Pínchame otra vez, Sam

pínchame otra vez sam
Foto: Shadowkill (Freeimages)

Clac!! Seguro que me podéis decir a qué corresponde esa onomatopeya. Sí, exacto. Al odioso ruido que hace el pinchador cuando se lanza contra nuestro maltrecho dedo para agujerearlo como si de una perforación petrolífera se tratara. Clac… clac… clac… clac… y así muchas veces cada día. Los siete días de la semana. Los 365 días del año. Y uno, que ya no sabe qué dedo poner para la sangría, se enfada mucho, pero mucho mucho, cuando tras el clac no brota el petróleo de la diabetes; la necesaria gotita. Cierto es que antaño eran auténticas cantidades industriales de sangre las que nos pedían aquellas tiras sedientas como un vampiro que despierta de su letargo tras años dormido en su ataúd. Con los años, la «gota» pasó a ser «gotita», y nuestros dedos lo agradecieron. Pero de vez en cuando, por alguna extraña razón, no hay petróleo en el pozo. Y es -al menos para mi- una de las cosas que más rabia me da en el día a día de la diabetes. Pocas cosas me cabrean más que tener que pincharme de nuevo. Y a veces no dos, sino tres y hasta cuatro veces. Por alguna razón, hay días que estoy más seco que el Valle de la Muerte de EEUU. Ni pizca de mi líquido vital. ¿Me habré muerto? pienso para mi mientras busco apresuradamente a alguien en mi entorno a quien poder preguntar algo. Si me contesta, estoy vivo. Pero si no me contesta y me ignora, es que me he ido al otro barrio; a ese en el que ya no tengo diabetes.

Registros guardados

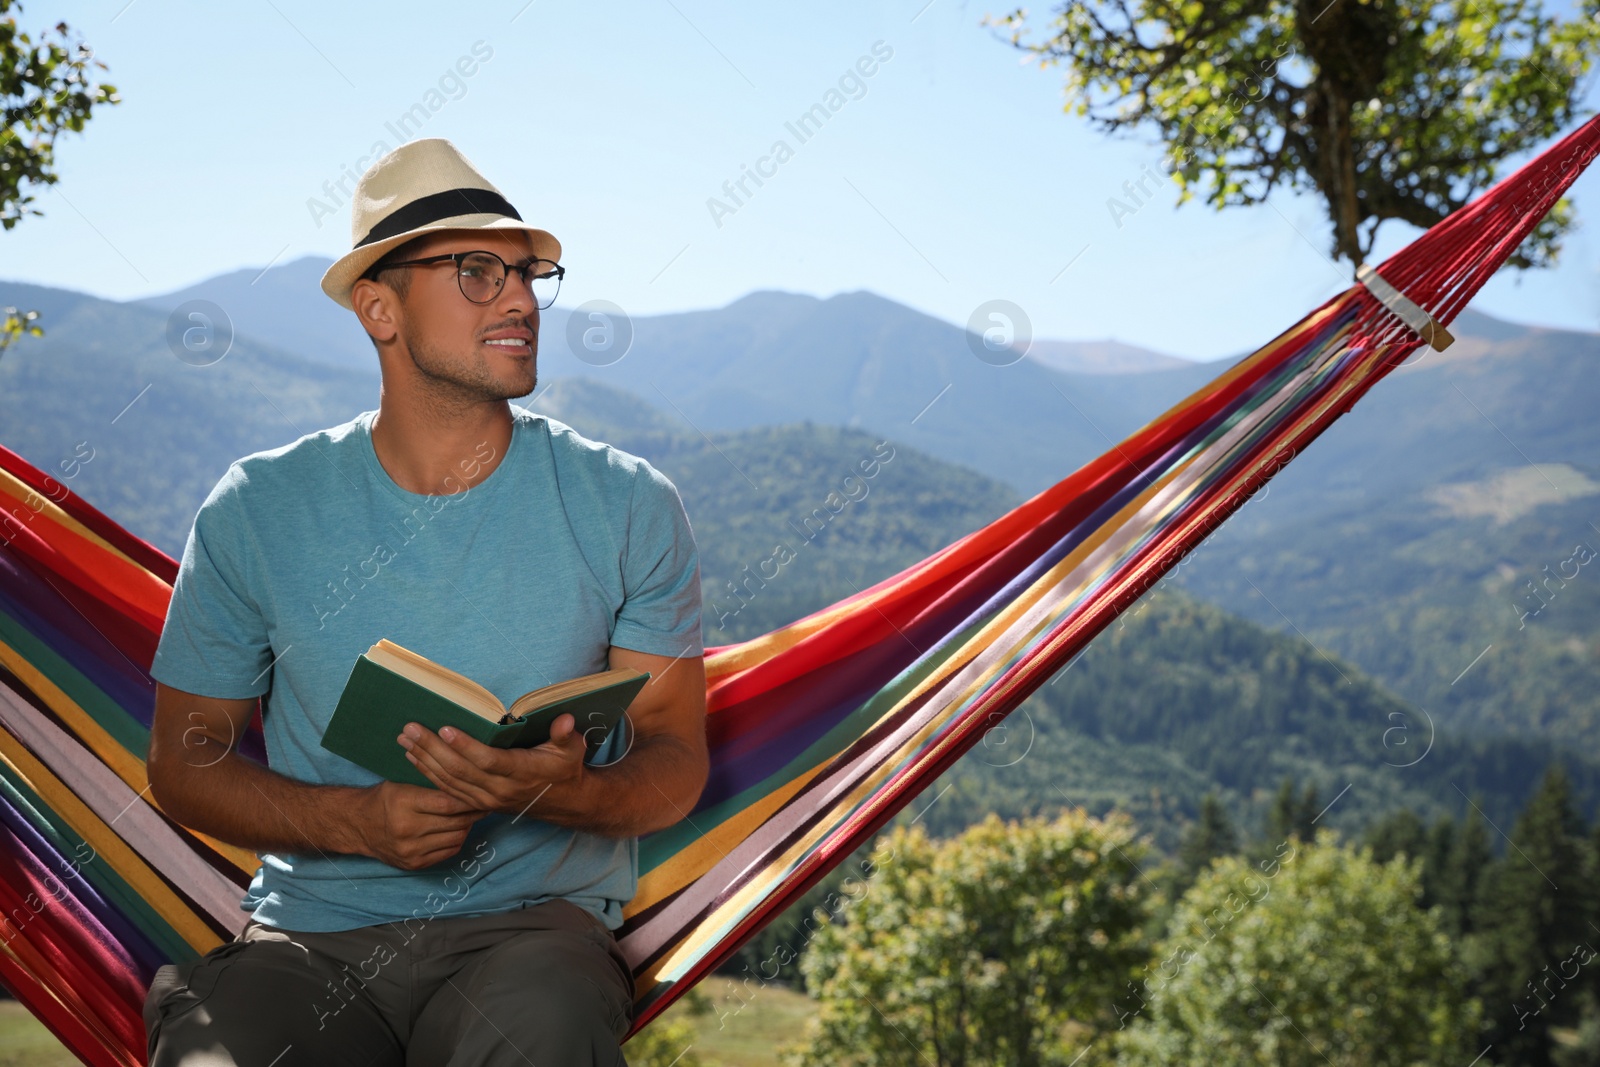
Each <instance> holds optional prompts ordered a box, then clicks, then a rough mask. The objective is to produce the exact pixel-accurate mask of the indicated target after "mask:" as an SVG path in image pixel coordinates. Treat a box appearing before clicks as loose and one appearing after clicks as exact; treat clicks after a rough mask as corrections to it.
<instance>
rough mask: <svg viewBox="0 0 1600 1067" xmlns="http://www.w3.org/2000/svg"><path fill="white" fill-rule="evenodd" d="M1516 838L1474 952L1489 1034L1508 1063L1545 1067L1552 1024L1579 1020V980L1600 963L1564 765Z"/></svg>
mask: <svg viewBox="0 0 1600 1067" xmlns="http://www.w3.org/2000/svg"><path fill="white" fill-rule="evenodd" d="M1510 840H1512V846H1509V848H1507V849H1506V854H1504V856H1502V857H1501V859H1498V861H1496V862H1494V864H1493V865H1491V867H1490V870H1488V873H1486V875H1485V877H1483V883H1482V886H1480V894H1478V901H1477V909H1475V913H1474V921H1475V925H1477V929H1478V934H1477V939H1475V944H1474V950H1472V952H1470V953H1469V958H1470V960H1472V961H1474V963H1475V969H1477V971H1478V984H1480V989H1482V990H1483V1000H1485V1003H1486V1005H1490V1006H1491V1013H1490V1022H1491V1029H1490V1038H1488V1040H1491V1041H1493V1043H1494V1046H1496V1049H1498V1051H1499V1053H1501V1054H1504V1056H1506V1059H1507V1061H1509V1062H1517V1064H1526V1065H1528V1067H1546V1065H1547V1064H1552V1062H1554V1059H1552V1053H1554V1046H1552V1038H1550V1027H1552V1025H1571V1024H1574V1022H1578V1019H1579V1016H1581V1011H1582V1006H1584V998H1582V997H1581V992H1582V990H1581V989H1579V987H1574V985H1581V984H1587V982H1592V981H1594V971H1595V969H1600V960H1595V949H1600V937H1597V936H1595V931H1594V926H1590V921H1592V920H1594V918H1595V907H1594V897H1595V886H1594V883H1590V881H1589V873H1590V870H1592V864H1590V857H1589V854H1587V853H1589V841H1587V827H1584V824H1582V819H1581V817H1579V816H1578V813H1576V809H1574V808H1573V801H1571V785H1570V784H1568V779H1566V771H1565V769H1563V768H1562V765H1560V763H1555V765H1552V766H1550V769H1549V771H1547V773H1546V776H1544V781H1542V782H1541V784H1539V789H1538V792H1536V793H1534V795H1533V800H1530V801H1528V806H1526V808H1523V811H1522V814H1520V816H1518V817H1517V825H1515V827H1514V829H1512V835H1510ZM1584 971H1589V974H1584Z"/></svg>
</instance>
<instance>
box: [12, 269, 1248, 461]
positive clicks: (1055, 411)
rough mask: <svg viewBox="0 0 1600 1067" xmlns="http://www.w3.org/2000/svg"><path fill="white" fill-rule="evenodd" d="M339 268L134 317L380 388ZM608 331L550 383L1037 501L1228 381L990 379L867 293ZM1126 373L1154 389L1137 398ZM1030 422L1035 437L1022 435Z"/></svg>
mask: <svg viewBox="0 0 1600 1067" xmlns="http://www.w3.org/2000/svg"><path fill="white" fill-rule="evenodd" d="M331 262H333V261H331V259H326V258H323V256H306V258H301V259H294V261H291V262H286V264H277V266H272V267H269V269H266V270H235V272H232V274H224V275H218V277H214V278H208V280H205V282H200V283H197V285H192V286H187V288H182V290H178V291H173V293H166V294H162V296H152V298H144V299H141V301H136V304H139V306H142V307H147V309H152V310H158V312H162V314H171V312H173V310H174V309H176V307H179V306H181V304H184V302H187V301H194V299H203V301H210V302H211V304H214V306H218V307H221V309H222V312H224V314H226V315H227V318H229V322H230V323H232V325H234V328H235V331H237V333H238V334H240V336H242V338H251V339H253V341H256V342H258V344H264V346H267V347H275V349H280V350H285V352H296V354H299V355H301V357H302V358H306V360H312V362H318V363H325V365H330V366H334V368H339V370H347V371H376V355H374V352H373V349H371V342H370V341H368V339H366V334H365V331H362V328H360V325H358V323H357V320H355V317H354V315H352V314H350V312H347V310H344V309H342V307H339V306H338V304H334V302H333V301H330V299H328V298H326V294H323V291H322V288H320V285H318V283H320V280H322V275H323V272H325V270H326V269H328V266H330V264H331ZM3 286H5V283H0V288H3ZM595 325H600V326H605V325H606V323H605V322H602V320H598V318H592V317H589V315H584V317H581V318H579V320H571V309H568V307H563V306H560V304H558V306H557V307H554V309H550V310H547V312H544V314H542V315H541V325H539V370H541V374H542V376H544V378H547V379H554V378H589V379H592V381H597V382H603V384H610V386H616V387H619V389H626V390H629V392H634V394H637V395H640V397H643V398H645V400H646V402H650V403H651V405H653V406H656V408H658V410H661V411H664V413H667V414H670V416H674V418H677V419H678V422H680V426H683V427H685V429H693V430H696V432H698V430H706V432H709V430H733V429H747V427H752V426H766V424H782V422H797V421H803V419H811V421H814V422H824V424H832V426H854V427H862V429H870V430H872V432H877V434H882V435H885V437H888V438H893V440H898V442H904V443H907V445H912V446H915V448H920V450H923V451H926V453H930V454H934V456H941V458H944V459H950V461H955V462H962V464H966V466H971V467H976V469H979V470H984V472H987V474H990V475H992V477H997V478H1002V480H1003V482H1006V483H1010V485H1013V486H1016V488H1018V490H1019V491H1022V493H1037V491H1038V490H1042V488H1045V486H1048V485H1053V483H1054V482H1056V480H1059V478H1061V477H1062V474H1066V472H1069V470H1072V469H1075V467H1078V466H1082V464H1083V462H1086V461H1090V459H1093V458H1094V456H1098V454H1099V453H1102V451H1106V450H1107V448H1109V446H1110V445H1112V443H1114V442H1117V440H1120V438H1122V437H1125V435H1126V434H1128V432H1131V430H1134V429H1138V427H1139V426H1142V424H1144V422H1146V421H1149V418H1150V416H1152V414H1157V413H1160V411H1162V410H1165V408H1166V406H1168V405H1171V403H1173V402H1176V400H1179V398H1181V397H1184V395H1187V394H1189V392H1192V390H1194V389H1197V387H1198V386H1202V384H1205V382H1206V381H1210V379H1211V378H1214V376H1216V374H1218V373H1221V370H1222V368H1224V363H1214V365H1213V363H1192V362H1187V360H1176V358H1173V357H1163V355H1158V354H1154V352H1146V350H1142V349H1134V347H1131V346H1118V344H1117V342H1070V341H1038V342H1035V344H1034V355H1032V358H1024V360H1018V362H1016V363H1013V365H1010V366H992V365H989V363H986V362H982V360H979V358H978V357H976V355H974V352H973V347H971V344H970V342H971V341H973V338H971V336H970V334H968V333H966V331H965V330H963V328H960V326H952V325H950V323H946V322H942V320H939V318H933V317H931V315H925V314H922V312H915V310H912V309H909V307H904V306H901V304H894V302H893V301H886V299H883V298H880V296H875V294H872V293H866V291H858V293H843V294H838V296H834V298H829V299H818V298H814V296H803V294H797V293H781V291H770V290H768V291H755V293H750V294H747V296H744V298H741V299H738V301H734V302H733V304H728V306H726V307H718V309H709V310H694V312H680V314H670V315H640V317H634V318H630V322H629V323H627V331H629V333H630V336H632V344H630V347H629V349H627V352H626V355H624V357H622V358H619V360H616V362H610V363H606V365H603V366H602V365H597V363H598V362H597V360H595V358H594V357H592V355H590V354H589V352H587V350H586V349H584V342H582V336H584V331H586V330H589V328H592V326H595ZM581 357H587V358H581ZM1053 365H1059V366H1066V368H1078V370H1074V371H1070V373H1069V371H1064V370H1056V368H1054V366H1053ZM1117 368H1126V370H1130V371H1131V370H1133V368H1138V370H1141V371H1147V373H1141V374H1139V376H1138V379H1136V381H1130V378H1128V376H1126V374H1125V373H1118V371H1117ZM1158 368H1168V370H1158ZM1019 419H1021V421H1022V422H1024V424H1027V426H1030V427H1032V430H1030V432H1029V434H1026V435H1014V434H1011V427H1014V426H1016V424H1018V421H1019Z"/></svg>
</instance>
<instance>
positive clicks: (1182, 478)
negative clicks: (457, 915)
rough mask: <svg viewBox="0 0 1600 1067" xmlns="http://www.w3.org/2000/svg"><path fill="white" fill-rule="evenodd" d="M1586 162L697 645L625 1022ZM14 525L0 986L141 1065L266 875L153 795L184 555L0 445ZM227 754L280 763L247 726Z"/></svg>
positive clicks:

> TAREA PROPUESTA:
Escribe la continuación del texto sobre los pinchazos en el dedo en la vida diaria con diabetes, comenzando justo después de su última oración.

> EJERCICIO RESUELTO:
¿No hay alternativas para semejante aparato del demonio?

¿Y no podríamos tener una especie de espita como los toneles de vino y cada vez que necesitemos una gota, abrirla para sacar la muestra del análisis? Más de una vez lo he pensado. ¿Para qué abrir cada día unos 7 u 8 agujeros en mis preciosos y finos dedos de pianista frustrado cuando bastaría uno permanentemente abierto? Sí, quizá fuera un poco incómodo ir por la calle con eso en el dedo. Me imagino en la panadería… «¿Quién va ahora? A ver, tú, el del grifo en el dedo. ¿Qué quieres?». Y tú, molesto por esa impertinencia, piensas «¿Pero qué se ha creído esta señora? ahora mismo le digo algo y… UNA CHAPATA, POR FAVOR!», terminas diciendo con una voz aflautada y mirando hacia abajo, totalmente avergonzado por ese nuevo y maravilloso dispositivo que llevas en tu dedo, que te ha costado una pasta y que te permite no tener que ir pinchándote continuamente.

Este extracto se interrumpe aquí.